## Text block
Given the persistence and historically severe nature of the current housing market downturn, we have developed and pursued three primary strategic goals over the past few years to improve our ability to manage our business amid challenging conditions, while enhancing our ability to capitalize on growth opportunities as they emerge. Our three primary goals, derived from the foundational principles of our KBnxt operational business model, include generating cash and maintaining financial strength; restoring the profitability of our homebuilding operations; and positioning our business to capitalize on an eventual housing market recovery when it occurs. Among other things, these goals have driven our choices in redesigning our product line, instituting disciplined market-by-market pricing models, and paring our inventory of lots and land.

Overall, we believe we have made substantial progress in the past several quarters. We have built and preserved cash while reducing debt, ending the second quarter with a cash balance of $1.10 billion (including $102.2 million of restricted cash in the Interest Reserve Account), no cash borrowings under the Credit Facility and a lower overall debt level than that at the end of our 2008 fiscal year. We have reduced inventory and our active community count, reorganized and consolidated operations and reduced overhead costs in many markets, while selectively exiting or winding down activity in others. And we have introduced new products designed to compete effectively in today’s price-conscious housing market.

The centerpiece of our product line transformation is the eventual nationwide roll-out of our new The Open Series homes, which began in late 2008. This new product line has been tailored to the design preferences and affordability demands of our core customer — the first-time homebuyer. These homes are also built using materials and construction methods that reflect our commitment to sustainable homebuilding practices.

Based on initial strong sales for The Open Series designs at the communities where they have been introduced, we believe this new product line will help drive favorable year-over-year net order results for the remainder of 2009 and into 2010, even in markets with high levels of unsold resale and foreclosure homes. We also anticipate that sales momentum generated to date from The Open Series , along with our ongoing transition program to the new product line through the remainder of the year, will result in a higher backlog of new home orders entering 2010 than in the previous year. These potential outcomes, however, will depend in critical part on the absence of further economic deterioration, which remains a material risk.

## Written request 1
Please reproduce the housing market passage starting with "Given the persistence" and going on through "lots and land.", substituting "real estate market" for each "housing market".
## Written request 2
Translate this sentence from the housing market passage into Spanish: "Overall, we believe we have made substantial progress in the past several quarters."

## Entries shown
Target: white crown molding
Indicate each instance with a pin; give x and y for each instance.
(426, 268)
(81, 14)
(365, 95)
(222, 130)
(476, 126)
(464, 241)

## Full output 1
Given the persistence and historically severe nature of the current real estate market downturn, we have developed and pursued three primary strategic goals over the past few years to improve our ability to manage our business amid challenging conditions, while enhancing our ability to capitalize on growth opportunities as they emerge. Our three primary goals, derived from the foundational principles of our KBnxt operational business model, include generating cash and maintaining financial strength; restoring the profitability of our homebuilding operations; and positioning our business to capitalize on an eventual real estate market recovery when it occurs. Among other things, these goals have driven our choices in redesigning our product line, instituting disciplined market-by-market pricing models, and paring our inventory of lots and land.

## Full output 2
En general, creemos que hemos logrado un progreso sustancial durante los últimos trimestres.